Directions for this task ▸ Reproduce the line that contains "TARGET = white cap" and every line after it through the end of the records, exactly, with nothing added.

[Entries taken from a collection]

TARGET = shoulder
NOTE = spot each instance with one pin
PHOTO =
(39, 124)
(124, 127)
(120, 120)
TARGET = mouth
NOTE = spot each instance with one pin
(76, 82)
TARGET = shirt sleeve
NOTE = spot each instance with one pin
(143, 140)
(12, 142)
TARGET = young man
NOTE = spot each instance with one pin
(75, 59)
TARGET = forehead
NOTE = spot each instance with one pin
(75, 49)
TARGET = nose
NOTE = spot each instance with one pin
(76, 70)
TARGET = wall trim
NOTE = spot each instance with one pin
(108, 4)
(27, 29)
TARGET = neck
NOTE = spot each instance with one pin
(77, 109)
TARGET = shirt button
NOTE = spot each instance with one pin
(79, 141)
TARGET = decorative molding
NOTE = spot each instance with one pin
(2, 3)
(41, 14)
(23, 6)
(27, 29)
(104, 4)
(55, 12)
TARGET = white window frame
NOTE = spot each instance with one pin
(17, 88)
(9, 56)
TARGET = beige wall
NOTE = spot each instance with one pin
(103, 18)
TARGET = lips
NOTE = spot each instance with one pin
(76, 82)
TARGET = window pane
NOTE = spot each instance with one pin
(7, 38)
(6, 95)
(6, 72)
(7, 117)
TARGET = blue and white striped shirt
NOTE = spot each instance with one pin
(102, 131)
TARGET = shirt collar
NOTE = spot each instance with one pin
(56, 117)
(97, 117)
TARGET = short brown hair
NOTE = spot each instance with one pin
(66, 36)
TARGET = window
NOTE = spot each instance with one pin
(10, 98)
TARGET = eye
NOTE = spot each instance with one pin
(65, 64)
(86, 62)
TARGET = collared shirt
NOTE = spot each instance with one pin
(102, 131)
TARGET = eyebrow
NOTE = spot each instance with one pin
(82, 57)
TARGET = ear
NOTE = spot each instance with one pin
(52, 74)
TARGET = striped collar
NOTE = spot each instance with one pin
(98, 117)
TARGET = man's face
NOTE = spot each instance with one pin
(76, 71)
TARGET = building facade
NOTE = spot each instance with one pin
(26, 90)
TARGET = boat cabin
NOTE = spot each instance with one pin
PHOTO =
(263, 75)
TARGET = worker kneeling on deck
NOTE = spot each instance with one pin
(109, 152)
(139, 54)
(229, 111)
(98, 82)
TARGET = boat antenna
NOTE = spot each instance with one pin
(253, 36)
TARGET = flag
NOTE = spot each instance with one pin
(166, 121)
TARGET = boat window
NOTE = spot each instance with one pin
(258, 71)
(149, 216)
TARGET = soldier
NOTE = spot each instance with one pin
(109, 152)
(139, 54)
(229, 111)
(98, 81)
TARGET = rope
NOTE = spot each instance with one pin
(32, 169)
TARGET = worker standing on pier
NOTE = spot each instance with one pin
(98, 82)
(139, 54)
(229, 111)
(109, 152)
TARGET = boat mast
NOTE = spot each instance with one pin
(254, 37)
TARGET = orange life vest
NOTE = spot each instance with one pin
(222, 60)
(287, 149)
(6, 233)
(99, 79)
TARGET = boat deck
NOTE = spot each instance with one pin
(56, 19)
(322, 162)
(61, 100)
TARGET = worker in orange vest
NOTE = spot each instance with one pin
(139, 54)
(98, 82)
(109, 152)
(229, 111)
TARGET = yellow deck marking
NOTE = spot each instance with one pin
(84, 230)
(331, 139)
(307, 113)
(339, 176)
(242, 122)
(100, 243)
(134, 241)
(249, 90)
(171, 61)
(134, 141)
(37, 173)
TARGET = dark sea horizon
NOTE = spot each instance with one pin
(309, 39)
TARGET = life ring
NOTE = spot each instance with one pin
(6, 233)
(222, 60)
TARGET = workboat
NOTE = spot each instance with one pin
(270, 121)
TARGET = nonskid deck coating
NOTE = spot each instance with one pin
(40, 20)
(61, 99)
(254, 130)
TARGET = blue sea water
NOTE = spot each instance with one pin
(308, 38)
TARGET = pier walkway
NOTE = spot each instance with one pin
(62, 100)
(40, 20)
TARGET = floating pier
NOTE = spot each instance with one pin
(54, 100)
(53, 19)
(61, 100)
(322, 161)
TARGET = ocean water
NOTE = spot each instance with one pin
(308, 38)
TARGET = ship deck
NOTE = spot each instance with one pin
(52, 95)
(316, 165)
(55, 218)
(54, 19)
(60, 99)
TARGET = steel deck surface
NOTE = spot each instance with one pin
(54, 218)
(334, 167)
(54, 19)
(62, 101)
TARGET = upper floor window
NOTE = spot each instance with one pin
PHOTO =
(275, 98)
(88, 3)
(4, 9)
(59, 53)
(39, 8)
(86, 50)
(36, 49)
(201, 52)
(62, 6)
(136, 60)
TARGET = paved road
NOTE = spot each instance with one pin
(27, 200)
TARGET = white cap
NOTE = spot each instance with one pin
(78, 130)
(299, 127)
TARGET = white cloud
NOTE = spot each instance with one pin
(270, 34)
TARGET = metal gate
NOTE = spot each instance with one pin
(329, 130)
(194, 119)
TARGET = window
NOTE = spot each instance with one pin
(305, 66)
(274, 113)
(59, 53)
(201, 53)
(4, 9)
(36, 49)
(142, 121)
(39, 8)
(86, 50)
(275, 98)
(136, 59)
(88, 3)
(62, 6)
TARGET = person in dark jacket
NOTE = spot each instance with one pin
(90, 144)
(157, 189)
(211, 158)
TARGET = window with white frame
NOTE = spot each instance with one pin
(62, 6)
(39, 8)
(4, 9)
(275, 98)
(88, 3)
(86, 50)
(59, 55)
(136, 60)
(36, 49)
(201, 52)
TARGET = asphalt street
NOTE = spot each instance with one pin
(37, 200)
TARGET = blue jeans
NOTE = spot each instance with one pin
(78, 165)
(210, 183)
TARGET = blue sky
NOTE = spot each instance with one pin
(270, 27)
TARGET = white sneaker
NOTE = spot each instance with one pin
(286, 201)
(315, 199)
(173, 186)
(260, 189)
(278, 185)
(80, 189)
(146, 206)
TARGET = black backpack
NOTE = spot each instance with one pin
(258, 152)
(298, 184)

Finished task ▸
TARGET = white cap
NOTE = spot each instance with one pin
(78, 130)
(299, 127)
TARGET = white cloud
NOTE = spot each instance with one pin
(270, 34)
TARGET = metal gate
NOTE = spot each instance with one pin
(329, 130)
(194, 119)
TARGET = window
NOTE = spot each instance with one pin
(305, 66)
(274, 113)
(59, 53)
(201, 53)
(4, 9)
(36, 49)
(142, 121)
(39, 8)
(86, 50)
(275, 98)
(136, 59)
(88, 3)
(62, 6)
TARGET = person in dark jacket
NOTE = spot each instance with one pin
(90, 144)
(157, 189)
(211, 158)
TARGET = window with white frame
NOTE = spot each instance with one pin
(62, 6)
(39, 8)
(4, 9)
(275, 98)
(88, 3)
(86, 50)
(59, 55)
(136, 60)
(36, 49)
(201, 52)
TARGET = asphalt street
NOTE = spot each instance with one pin
(37, 200)
TARGET = blue jeans
NOTE = spot each instance with one pin
(78, 165)
(210, 183)
TARGET = blue sky
NOTE = spot each instance with one pin
(270, 27)
TARGET = white sneaker
NOTE = spot each instance with one pin
(286, 201)
(315, 199)
(173, 186)
(260, 189)
(278, 185)
(80, 189)
(146, 206)
TARGET = black backpack
NOTE = spot each instance with one pin
(258, 152)
(298, 184)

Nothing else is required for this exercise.